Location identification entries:
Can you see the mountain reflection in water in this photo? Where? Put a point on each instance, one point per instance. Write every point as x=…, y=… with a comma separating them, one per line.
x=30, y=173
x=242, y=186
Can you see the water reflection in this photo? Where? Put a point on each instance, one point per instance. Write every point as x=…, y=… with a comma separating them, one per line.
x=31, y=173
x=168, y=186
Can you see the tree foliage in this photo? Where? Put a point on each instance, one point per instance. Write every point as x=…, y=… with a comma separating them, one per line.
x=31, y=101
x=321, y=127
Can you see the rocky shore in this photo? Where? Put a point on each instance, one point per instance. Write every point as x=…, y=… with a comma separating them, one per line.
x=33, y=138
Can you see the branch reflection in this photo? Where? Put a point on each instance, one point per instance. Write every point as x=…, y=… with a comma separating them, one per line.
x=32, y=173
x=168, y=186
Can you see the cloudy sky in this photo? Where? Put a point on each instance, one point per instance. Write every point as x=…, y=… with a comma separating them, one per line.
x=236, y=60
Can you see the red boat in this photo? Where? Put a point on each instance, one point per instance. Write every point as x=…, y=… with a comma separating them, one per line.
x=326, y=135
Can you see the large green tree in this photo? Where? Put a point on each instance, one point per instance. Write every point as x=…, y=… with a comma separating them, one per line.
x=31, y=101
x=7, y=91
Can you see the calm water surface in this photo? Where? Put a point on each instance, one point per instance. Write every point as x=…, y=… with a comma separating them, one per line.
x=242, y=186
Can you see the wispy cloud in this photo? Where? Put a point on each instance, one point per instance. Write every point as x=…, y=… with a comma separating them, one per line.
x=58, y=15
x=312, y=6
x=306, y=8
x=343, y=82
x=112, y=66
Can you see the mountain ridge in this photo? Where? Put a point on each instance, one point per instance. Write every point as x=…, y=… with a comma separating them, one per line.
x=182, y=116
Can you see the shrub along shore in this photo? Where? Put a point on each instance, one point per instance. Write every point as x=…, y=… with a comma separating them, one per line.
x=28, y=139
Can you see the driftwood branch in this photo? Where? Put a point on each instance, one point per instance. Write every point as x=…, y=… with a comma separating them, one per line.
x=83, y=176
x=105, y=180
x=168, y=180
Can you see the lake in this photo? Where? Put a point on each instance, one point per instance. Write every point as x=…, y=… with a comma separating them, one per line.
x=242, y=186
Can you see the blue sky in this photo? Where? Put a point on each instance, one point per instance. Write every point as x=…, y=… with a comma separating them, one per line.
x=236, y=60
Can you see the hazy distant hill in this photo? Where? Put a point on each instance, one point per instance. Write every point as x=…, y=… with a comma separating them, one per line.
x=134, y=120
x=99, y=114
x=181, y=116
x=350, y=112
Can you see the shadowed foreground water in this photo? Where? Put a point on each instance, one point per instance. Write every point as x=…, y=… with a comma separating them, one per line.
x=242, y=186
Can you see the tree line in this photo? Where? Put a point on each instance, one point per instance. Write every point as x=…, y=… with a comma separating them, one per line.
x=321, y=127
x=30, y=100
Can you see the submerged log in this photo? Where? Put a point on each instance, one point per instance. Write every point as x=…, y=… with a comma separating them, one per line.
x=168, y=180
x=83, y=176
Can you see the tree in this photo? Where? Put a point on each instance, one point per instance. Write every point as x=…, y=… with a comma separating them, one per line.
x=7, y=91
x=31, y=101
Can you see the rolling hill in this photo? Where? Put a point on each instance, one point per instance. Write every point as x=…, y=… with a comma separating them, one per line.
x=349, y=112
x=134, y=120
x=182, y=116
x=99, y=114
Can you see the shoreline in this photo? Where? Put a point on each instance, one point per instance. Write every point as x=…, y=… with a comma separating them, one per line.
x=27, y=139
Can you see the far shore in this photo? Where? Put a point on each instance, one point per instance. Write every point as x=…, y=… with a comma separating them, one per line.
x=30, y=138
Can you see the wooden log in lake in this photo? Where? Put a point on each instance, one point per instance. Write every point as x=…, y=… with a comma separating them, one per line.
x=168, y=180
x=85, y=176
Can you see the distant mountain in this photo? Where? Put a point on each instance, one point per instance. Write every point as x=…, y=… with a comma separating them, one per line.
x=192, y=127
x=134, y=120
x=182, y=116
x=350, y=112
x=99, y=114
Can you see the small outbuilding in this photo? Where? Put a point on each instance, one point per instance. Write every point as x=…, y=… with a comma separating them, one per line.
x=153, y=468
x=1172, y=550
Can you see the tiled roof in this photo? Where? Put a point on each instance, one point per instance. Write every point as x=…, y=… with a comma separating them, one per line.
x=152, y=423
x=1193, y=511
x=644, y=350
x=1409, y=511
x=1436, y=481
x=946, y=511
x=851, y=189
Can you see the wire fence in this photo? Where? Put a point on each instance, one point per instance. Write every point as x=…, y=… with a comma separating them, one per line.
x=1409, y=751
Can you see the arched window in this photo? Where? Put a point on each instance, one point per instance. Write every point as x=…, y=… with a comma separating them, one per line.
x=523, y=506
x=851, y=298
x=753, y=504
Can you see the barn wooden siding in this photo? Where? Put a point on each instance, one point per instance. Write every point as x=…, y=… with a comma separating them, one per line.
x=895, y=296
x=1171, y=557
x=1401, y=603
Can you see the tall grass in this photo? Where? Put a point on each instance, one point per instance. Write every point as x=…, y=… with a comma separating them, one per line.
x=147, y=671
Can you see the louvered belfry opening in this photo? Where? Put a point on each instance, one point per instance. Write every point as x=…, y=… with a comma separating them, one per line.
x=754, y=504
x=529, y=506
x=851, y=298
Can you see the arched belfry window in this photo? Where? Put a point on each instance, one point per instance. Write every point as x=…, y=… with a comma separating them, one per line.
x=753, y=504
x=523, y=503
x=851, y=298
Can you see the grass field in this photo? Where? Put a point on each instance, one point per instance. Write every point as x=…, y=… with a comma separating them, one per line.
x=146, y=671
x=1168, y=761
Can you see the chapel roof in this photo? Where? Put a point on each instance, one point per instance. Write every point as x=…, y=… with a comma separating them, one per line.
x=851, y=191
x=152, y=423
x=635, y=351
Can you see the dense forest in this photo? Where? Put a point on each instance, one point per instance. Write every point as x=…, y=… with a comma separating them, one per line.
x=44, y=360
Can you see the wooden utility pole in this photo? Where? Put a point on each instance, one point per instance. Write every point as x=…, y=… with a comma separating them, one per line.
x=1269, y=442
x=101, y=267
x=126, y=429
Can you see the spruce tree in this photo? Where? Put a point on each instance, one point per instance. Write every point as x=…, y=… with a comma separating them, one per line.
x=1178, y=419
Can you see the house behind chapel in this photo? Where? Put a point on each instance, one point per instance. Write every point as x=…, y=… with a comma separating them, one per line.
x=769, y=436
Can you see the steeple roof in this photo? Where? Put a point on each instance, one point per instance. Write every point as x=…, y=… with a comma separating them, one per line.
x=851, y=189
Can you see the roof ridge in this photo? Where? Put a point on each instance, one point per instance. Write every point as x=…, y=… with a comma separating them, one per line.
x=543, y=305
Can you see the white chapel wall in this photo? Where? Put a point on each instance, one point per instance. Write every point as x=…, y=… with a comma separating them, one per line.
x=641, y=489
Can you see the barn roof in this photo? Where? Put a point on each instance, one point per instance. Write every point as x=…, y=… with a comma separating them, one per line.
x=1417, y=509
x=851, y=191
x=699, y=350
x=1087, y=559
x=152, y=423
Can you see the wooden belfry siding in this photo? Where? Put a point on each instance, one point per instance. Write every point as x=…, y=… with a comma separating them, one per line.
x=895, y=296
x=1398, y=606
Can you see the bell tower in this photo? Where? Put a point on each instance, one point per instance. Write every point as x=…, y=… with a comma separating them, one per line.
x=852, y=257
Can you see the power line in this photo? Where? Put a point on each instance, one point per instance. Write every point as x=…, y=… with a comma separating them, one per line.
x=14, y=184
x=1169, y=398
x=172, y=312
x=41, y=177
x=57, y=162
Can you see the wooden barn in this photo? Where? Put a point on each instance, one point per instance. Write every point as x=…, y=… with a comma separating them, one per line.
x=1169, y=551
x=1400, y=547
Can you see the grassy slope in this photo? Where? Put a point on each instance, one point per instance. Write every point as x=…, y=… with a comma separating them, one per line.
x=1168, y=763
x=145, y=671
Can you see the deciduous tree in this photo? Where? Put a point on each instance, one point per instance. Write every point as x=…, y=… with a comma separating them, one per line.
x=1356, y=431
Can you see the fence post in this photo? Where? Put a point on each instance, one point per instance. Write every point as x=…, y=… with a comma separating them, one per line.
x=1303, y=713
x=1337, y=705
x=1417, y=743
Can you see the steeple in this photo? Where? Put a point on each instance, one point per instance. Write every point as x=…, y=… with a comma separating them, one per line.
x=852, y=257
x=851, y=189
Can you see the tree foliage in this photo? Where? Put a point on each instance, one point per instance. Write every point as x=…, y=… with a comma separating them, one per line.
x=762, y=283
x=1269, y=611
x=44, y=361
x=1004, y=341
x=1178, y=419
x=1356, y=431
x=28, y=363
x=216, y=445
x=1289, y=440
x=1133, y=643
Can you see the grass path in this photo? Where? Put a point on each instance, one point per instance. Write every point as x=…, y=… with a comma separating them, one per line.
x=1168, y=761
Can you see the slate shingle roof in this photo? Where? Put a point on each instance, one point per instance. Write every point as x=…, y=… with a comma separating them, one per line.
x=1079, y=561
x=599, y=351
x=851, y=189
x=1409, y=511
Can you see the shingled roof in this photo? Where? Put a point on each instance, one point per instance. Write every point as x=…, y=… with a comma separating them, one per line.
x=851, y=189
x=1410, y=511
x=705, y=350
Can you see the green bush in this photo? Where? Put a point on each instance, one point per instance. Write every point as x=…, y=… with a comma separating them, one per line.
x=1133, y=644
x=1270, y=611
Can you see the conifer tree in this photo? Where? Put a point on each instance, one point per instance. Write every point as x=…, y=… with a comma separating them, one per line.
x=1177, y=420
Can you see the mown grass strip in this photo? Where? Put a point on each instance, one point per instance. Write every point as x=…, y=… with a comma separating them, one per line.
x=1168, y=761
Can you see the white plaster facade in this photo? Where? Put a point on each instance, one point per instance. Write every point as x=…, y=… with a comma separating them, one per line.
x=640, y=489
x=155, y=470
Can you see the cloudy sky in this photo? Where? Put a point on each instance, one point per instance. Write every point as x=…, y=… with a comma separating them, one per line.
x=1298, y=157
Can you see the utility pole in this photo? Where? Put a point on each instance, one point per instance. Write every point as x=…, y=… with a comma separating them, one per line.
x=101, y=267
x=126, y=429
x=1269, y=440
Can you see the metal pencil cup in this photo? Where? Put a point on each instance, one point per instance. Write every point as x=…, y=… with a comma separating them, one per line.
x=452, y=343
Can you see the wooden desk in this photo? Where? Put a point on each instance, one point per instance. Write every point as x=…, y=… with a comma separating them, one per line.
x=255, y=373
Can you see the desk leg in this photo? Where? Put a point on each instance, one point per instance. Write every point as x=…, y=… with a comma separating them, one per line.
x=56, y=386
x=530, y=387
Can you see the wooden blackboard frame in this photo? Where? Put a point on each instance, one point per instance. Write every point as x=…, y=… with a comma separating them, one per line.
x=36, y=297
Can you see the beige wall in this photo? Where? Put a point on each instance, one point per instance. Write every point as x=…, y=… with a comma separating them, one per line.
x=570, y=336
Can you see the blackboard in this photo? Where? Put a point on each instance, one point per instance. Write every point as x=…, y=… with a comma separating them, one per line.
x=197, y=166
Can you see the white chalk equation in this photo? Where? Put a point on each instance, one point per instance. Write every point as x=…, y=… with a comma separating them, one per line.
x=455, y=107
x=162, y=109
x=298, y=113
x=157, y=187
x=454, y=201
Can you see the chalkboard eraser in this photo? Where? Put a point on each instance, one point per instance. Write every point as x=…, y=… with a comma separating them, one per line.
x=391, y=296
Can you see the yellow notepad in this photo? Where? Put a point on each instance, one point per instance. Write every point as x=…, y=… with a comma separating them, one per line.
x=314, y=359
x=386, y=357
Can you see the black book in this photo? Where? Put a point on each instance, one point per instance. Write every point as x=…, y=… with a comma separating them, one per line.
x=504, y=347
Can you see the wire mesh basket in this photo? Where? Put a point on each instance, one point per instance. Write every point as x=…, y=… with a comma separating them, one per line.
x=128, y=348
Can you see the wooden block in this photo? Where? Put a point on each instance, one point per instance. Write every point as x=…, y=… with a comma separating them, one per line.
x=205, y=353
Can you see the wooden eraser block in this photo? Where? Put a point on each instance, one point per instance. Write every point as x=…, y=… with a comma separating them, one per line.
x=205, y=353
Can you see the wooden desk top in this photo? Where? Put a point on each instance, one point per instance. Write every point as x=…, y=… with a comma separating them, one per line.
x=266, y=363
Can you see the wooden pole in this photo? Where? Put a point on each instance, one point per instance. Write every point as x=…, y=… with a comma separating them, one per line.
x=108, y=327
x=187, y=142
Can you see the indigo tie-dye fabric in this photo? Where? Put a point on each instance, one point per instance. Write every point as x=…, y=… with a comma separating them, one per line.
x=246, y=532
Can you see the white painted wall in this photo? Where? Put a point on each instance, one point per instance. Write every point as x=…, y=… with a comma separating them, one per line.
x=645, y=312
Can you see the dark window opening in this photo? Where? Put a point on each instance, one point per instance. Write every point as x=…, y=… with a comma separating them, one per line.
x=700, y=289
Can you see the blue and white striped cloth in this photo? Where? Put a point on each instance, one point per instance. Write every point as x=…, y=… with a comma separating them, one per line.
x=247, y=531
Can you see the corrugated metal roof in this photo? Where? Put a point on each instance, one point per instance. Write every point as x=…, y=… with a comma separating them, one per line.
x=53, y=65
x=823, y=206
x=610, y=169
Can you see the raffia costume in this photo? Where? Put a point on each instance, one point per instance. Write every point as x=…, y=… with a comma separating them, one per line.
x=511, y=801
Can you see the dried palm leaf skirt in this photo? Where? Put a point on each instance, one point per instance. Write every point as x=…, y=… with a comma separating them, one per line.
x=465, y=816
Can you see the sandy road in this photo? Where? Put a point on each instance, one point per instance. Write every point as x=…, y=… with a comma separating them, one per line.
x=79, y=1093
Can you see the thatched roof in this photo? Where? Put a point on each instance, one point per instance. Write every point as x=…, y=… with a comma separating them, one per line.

## WRITTEN REQUEST:
Give everything in the listing above, from the line containing "Can you see the wooden desk top" down to the line containing "x=79, y=1093" (both lines included), as a JSON list of strings with one string per line and blank lines omitted.

## EXERCISE RESPONSE:
[
  "Can you see the wooden desk top in this photo? Where? Put a point on each instance, one point per instance. Write every point as x=…, y=… with a comma separating them, one per line.",
  "x=266, y=363",
  "Can you see the wooden pole in this photo? Where? Put a point on each instance, one point per instance. Write every point as x=…, y=… with a comma separating them, one per line.",
  "x=108, y=327",
  "x=187, y=142",
  "Can you see the indigo tie-dye fabric in this photo? Where? Put a point on each instance, one point per instance. Write every point as x=…, y=… with a comma separating them, one per line.",
  "x=246, y=532",
  "Can you see the white painted wall in this photo? Where? Put a point on each instance, one point per instance. Write every point as x=…, y=… with a comma separating them, one per line.",
  "x=645, y=312",
  "Can you see the dark window opening in this photo? Where? Put a point on each instance, one point per instance. Write every point as x=…, y=… with a comma separating them, one per line.",
  "x=700, y=289",
  "Can you see the blue and white striped cloth in this photo? Where? Put a point on each instance, one point per instance. Write every point as x=…, y=… with a comma separating them, one per line.",
  "x=247, y=531",
  "Can you see the corrugated metal roof in this photo? Where? Put a point on each instance, one point per instance. Write every point as x=…, y=… with a comma separating them, one per line.",
  "x=53, y=65",
  "x=823, y=206",
  "x=610, y=169",
  "Can you see the raffia costume in this photo? Where? Put a point on each instance, one point per instance. Write every point as x=…, y=… with a comma separating them, one per line.",
  "x=511, y=801",
  "Can you see the dried palm leaf skirt in this photo? Where? Put a point on each instance, one point per instance. Write every point as x=…, y=… with a comma separating them, one per line.",
  "x=465, y=816",
  "Can you see the sandy road in this photo? Where? Put a point on each instance, one point per instance. Write every point as x=…, y=… with a comma separating them, one per line.",
  "x=79, y=1093"
]